**WHAT TO DO:**
Can you give all the records again without altering a single character?

::::::

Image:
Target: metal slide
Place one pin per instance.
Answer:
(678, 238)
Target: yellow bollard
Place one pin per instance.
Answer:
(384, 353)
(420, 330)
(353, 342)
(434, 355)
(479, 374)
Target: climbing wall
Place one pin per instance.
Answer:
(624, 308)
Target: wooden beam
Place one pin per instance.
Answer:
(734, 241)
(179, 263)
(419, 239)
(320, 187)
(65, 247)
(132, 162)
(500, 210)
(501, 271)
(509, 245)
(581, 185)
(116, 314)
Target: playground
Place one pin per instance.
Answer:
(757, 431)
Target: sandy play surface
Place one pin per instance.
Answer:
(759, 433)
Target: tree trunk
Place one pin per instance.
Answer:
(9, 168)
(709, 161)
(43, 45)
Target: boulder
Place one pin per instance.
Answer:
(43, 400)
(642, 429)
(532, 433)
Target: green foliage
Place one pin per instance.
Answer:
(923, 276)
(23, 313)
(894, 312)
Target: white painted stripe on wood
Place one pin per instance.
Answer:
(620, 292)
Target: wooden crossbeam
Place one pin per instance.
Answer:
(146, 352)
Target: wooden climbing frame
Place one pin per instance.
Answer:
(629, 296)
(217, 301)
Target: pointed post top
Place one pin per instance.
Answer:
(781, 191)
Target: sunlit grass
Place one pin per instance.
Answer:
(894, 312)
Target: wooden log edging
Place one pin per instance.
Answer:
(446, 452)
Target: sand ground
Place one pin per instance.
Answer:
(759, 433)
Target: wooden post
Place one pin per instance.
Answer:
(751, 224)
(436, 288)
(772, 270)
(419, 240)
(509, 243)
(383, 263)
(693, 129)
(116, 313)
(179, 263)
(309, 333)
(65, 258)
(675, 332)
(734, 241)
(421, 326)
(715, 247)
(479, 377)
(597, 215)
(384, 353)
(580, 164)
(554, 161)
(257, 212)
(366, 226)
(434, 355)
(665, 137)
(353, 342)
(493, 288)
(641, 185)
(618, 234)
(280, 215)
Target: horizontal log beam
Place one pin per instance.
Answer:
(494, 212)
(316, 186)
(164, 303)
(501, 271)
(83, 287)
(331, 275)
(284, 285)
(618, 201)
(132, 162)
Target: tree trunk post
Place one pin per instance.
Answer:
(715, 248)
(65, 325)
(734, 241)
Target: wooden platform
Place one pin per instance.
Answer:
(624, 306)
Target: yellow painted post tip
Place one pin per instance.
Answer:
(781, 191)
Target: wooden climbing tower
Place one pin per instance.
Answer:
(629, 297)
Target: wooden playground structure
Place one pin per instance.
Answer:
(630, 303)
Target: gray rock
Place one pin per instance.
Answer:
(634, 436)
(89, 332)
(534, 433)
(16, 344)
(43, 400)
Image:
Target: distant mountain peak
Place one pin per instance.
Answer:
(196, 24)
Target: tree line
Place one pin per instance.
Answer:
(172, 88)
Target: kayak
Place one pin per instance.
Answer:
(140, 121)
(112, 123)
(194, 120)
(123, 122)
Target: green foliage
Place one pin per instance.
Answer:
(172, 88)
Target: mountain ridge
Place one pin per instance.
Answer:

::::::

**EXERCISE ANSWER:**
Image:
Target: metal slide
Place one pin per instance.
Answer:
(678, 238)
Target: yellow bollard
Place one pin per instance.
Answer:
(384, 353)
(420, 330)
(353, 342)
(434, 355)
(479, 374)
Target: climbing wall
Place one pin per instance.
Answer:
(624, 308)
Target: wooden beam
Place one pin per instance.
Answer:
(734, 241)
(179, 263)
(419, 239)
(320, 187)
(65, 247)
(132, 162)
(500, 210)
(501, 271)
(509, 245)
(581, 185)
(116, 314)
Target: playground
Place one pin per instance.
Answer:
(757, 431)
Target: sandy play surface
Place one pin per instance.
Answer:
(759, 433)
Target: tree trunk
Place one pin per instance.
Answer:
(9, 168)
(709, 161)
(43, 45)
Target: boulder
Place one pin per instance.
Answer:
(43, 400)
(642, 429)
(532, 433)
Target: green foliage
Place one pin per instance.
Answer:
(923, 276)
(23, 313)
(894, 312)
Target: white painted stripe on wood
Place one pin per instance.
Answer:
(620, 292)
Target: wooden crossbeam
Place one pin per instance.
Answer:
(146, 352)
Target: wooden climbing frame
Place one pin per instance.
Answer:
(629, 296)
(217, 301)
Target: pointed post top
Place one pin per instance.
Answer:
(781, 191)
Target: sunlit grass
Place one pin per instance.
Answer:
(894, 312)
Target: wooden log edging
Place one pin per instance.
Answer:
(446, 452)
Target: sand ground
Place one pin per instance.
Answer:
(759, 433)
Target: wooden post
Place one pin per instance.
Answer:
(751, 224)
(436, 288)
(772, 270)
(419, 240)
(509, 243)
(383, 263)
(693, 129)
(116, 313)
(179, 263)
(309, 333)
(65, 258)
(675, 332)
(734, 241)
(421, 326)
(715, 247)
(479, 377)
(597, 215)
(384, 353)
(580, 164)
(554, 161)
(257, 212)
(366, 226)
(434, 355)
(665, 137)
(353, 342)
(493, 288)
(641, 185)
(618, 234)
(280, 215)
Target: horizontal log beam
Place one pin per instance.
Answer:
(494, 212)
(316, 186)
(164, 303)
(501, 271)
(83, 287)
(331, 275)
(284, 285)
(618, 201)
(132, 162)
Target: tree trunk post
Place one pin per instance.
Answer:
(715, 248)
(65, 325)
(734, 241)
Target: wooden platform
Place one pin per instance.
Answer:
(624, 306)
Target: yellow painted post tip
Place one pin per instance.
Answer:
(781, 191)
Target: wooden climbing tower
Place one pin per instance.
Answer:
(629, 297)
Target: wooden playground structure
Place one pin per instance.
Answer:
(630, 303)
Target: gray rock
Place one pin per instance.
Answer:
(634, 436)
(89, 332)
(534, 433)
(16, 344)
(43, 400)
Image:
Target: distant mountain peak
Place one pin per instance.
Answer:
(196, 24)
Target: tree line
Place one pin per instance.
Answer:
(172, 88)
Target: kayak
Place one pin per instance.
Answer:
(140, 121)
(112, 123)
(194, 120)
(123, 122)
Target: green foliage
Place one pin per instance.
Answer:
(172, 88)
Target: mountain ridge
Place one pin per instance.
Answer:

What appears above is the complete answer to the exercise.